##### SELECTION #####
Mike H. Pandey is an Indian film maker, specializing in films about wildlife and the environment. He has won over 300 awards for his work to spread awareness about biodiversity and species conservation, including helping conserve and protect key species such as whale sharks, elephants, tigers, vultures and horseshoe crabs.

Biography
Born in Kenya, the Nairobi National Park, which was at the back of the Pandey household proved a rich source of inspiration for both Mike and his brother Ishwar. Mike's adventures with the camera started when he was barely seven when his uncle presented him a Kodak Browning Box camera on his birthday. He still owns this heirloom. Trained and educated in the UK and US the brothers experiences have been wide and varied from training in Hollywood, USA as interns, to Director of special effects and war scenes in films like Razia Sultan, Betaab, Gazab etc. in India. However, Mike's passion and care for the natural world pulled him back to Indian wildlife. In 1973, Mike set up Riverbank Studios, a film studio in New Delhi, which focused on creating films about conservation and the wildlife.

In 1994, he became the first Asian producer / director to win the Wildscreen Panda Award, also known as the Green Oscar, for his film The Last Migration - Wild Elephant Capture in Surguja. In 2000, his film Shores of Silence: Whale Sharks in India, won the Green Oscar for the second time. The film also led to the ban on the killing of whale sharks on Indian shores. This film has also won a National Award for Best Film in the "Exploration & Adventure" Category, 2005. In October 2004, he did India proud once again by winning the Green Oscar for the Third time for his film Vanishing Giants – a story of his passion and involvement with elephants. This film also led to the ban of cruel and outdated techniques of elephant capture in India. The CMS – UNEP Award for Outstanding Achievement In Global Conservation, the Prithvi Ratan or was also awarded to Mike at the CMS Vatavaran Film Festival in November 2003, for his outstanding contribution towards generating awareness, which led to the conservation of a global heritage - the Whale Shark. Mike was also presented with the Award for Cinematic Excellence by Western India's Cinematographers Association in Mumbai, 2005.
##### LISTED ENTRIES #####
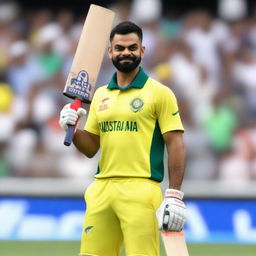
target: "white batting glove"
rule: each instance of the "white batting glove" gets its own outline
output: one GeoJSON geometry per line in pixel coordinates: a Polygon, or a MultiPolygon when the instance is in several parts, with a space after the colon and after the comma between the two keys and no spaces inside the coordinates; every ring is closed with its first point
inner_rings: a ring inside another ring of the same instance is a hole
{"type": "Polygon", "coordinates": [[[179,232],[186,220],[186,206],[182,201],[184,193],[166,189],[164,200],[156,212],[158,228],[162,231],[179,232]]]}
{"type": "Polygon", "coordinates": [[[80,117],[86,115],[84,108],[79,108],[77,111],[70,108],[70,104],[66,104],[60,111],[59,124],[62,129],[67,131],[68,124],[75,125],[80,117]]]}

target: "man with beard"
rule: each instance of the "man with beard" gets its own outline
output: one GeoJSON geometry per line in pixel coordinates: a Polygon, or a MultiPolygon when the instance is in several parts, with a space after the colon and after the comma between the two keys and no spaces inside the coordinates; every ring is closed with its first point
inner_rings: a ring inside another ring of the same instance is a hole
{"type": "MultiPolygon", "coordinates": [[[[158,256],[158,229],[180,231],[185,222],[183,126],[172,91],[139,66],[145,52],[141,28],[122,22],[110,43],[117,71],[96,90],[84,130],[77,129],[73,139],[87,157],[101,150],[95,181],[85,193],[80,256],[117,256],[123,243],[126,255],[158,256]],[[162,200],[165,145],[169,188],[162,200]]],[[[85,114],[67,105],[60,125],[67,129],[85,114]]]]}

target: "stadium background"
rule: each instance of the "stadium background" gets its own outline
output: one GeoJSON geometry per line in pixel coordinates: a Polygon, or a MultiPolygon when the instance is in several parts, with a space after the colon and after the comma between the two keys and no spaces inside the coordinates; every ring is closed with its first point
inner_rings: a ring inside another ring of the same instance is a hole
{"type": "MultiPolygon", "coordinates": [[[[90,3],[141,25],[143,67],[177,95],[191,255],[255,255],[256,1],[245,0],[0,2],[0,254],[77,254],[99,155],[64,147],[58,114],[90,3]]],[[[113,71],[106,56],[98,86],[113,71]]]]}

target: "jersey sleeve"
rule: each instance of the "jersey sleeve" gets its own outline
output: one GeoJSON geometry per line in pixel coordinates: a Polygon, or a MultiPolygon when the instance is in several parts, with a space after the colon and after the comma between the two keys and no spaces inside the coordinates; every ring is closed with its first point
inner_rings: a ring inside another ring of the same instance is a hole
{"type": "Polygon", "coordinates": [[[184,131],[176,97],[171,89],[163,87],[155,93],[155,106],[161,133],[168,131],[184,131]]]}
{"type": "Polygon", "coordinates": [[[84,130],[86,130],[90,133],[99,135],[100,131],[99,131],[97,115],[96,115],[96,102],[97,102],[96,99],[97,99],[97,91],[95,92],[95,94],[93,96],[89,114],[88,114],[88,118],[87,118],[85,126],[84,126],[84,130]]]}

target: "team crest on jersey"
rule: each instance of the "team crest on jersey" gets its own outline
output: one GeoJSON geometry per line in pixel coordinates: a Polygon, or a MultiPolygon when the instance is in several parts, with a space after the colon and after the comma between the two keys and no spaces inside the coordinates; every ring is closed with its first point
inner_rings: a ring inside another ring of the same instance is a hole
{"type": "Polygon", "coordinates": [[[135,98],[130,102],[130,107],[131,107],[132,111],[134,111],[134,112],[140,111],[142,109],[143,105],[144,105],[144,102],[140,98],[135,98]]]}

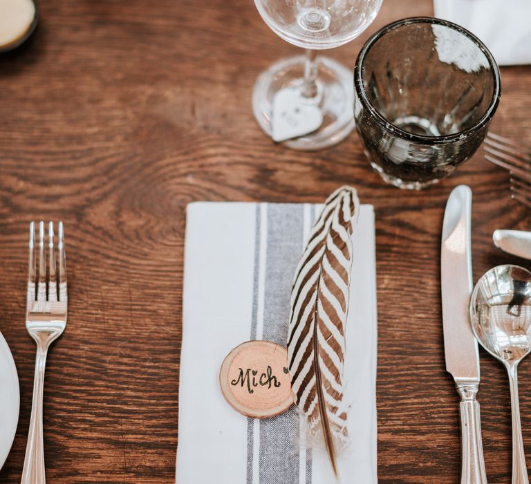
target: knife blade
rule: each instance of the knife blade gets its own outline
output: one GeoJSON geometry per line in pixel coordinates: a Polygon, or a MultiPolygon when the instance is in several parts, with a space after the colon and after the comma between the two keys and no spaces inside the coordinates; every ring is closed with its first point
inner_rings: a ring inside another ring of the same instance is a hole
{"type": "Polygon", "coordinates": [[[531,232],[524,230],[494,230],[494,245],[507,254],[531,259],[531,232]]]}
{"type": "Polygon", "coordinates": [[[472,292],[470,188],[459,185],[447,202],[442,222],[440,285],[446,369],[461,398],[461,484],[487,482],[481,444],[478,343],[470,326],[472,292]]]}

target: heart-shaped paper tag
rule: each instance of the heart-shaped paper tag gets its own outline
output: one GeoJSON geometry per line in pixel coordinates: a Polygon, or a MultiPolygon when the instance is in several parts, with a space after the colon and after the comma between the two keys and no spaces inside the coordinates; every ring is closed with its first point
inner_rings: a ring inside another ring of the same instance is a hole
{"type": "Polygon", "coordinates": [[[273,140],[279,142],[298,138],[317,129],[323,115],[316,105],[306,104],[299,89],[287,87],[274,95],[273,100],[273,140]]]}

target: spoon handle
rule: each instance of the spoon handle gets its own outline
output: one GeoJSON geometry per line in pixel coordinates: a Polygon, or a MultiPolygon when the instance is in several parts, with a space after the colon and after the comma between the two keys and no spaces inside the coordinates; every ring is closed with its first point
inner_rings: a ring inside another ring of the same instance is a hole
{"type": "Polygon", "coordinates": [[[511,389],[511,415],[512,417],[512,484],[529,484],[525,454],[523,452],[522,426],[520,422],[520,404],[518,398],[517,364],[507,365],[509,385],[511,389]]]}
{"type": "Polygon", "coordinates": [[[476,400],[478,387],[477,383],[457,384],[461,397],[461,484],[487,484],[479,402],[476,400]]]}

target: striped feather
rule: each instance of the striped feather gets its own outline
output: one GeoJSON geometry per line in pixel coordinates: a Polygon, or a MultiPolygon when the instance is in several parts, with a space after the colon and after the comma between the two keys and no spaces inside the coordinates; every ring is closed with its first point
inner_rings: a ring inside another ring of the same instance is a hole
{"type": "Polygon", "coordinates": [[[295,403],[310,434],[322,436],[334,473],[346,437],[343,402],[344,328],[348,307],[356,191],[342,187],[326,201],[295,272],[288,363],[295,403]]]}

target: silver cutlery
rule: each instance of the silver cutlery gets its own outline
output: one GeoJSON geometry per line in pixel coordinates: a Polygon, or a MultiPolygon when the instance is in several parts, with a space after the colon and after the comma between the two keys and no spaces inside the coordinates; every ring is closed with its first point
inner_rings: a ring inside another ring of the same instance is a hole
#####
■ PROBLEMS TO WORK ON:
1) Show every line of the entries that contains the string "outline", matching case exactly.
2) Resume the Mike H. Pandey biography after its last sentence.
The Mike H. Pandey biography and the entries are unrelated to each other.

■ ANSWERS BY TASK:
1)
rule: each instance of the "white batting glove" gets its own outline
rule: each instance of the "man with beard" gets its own outline
rule: each instance of the "stadium background" gets its own outline
rule: each instance of the "jersey sleeve" gets its own outline
rule: each instance of the "team crest on jersey" gets its own outline
rule: each instance of the knife blade gets its own outline
rule: each instance of the heart-shaped paper tag gets its own outline
rule: each instance of the spoon handle gets its own outline
rule: each instance of the striped feather gets its own outline
rule: each instance of the silver cutlery gets its own outline

2)
Mike has also produced some of India's most popular television programmes like Earth Matters – a series on the wildlife and environment of India that has won four international awards and Khullam Khulla – a fun learning educational series for children. With over three decades of filmmaking experience, Mike has produced over 600 films and won scores of awards both national and International. His powerful films are living proof of the difference a film can make in bringing about changes locally, nationally and globally.

He was born in Nairobi to Indian-origin parents and was a Kenyan citizen by birth. He had a chance meeting in Nairobi in the 1970s with future PM Rajiv Gandhi, who encouraged him to immigrate to his ancestral land of India, reportedly telling Pandey: "We need a man of your talents in India."  Gandhi helped arrange assignments from Doordarshan for Pandey, although Pandey soon received other commissions as well. He subsequently made numerous award-winning films for Doordarshan and also became an Indian citizen. He was honoured with the V Shantaram Award at the Mumbai International film Festival in Mumbai in 2012 

Mike is now working on his latest film - The Return of the Tiger, which is supported by Hindi film Industry actors, Amitabh Bachchan and John Abraham.

References

External links
 
 Earth Matters website
 Official YouTube Channel

Indian conservationists
Indian filmmakers
Living people
Year of birth missing (living people)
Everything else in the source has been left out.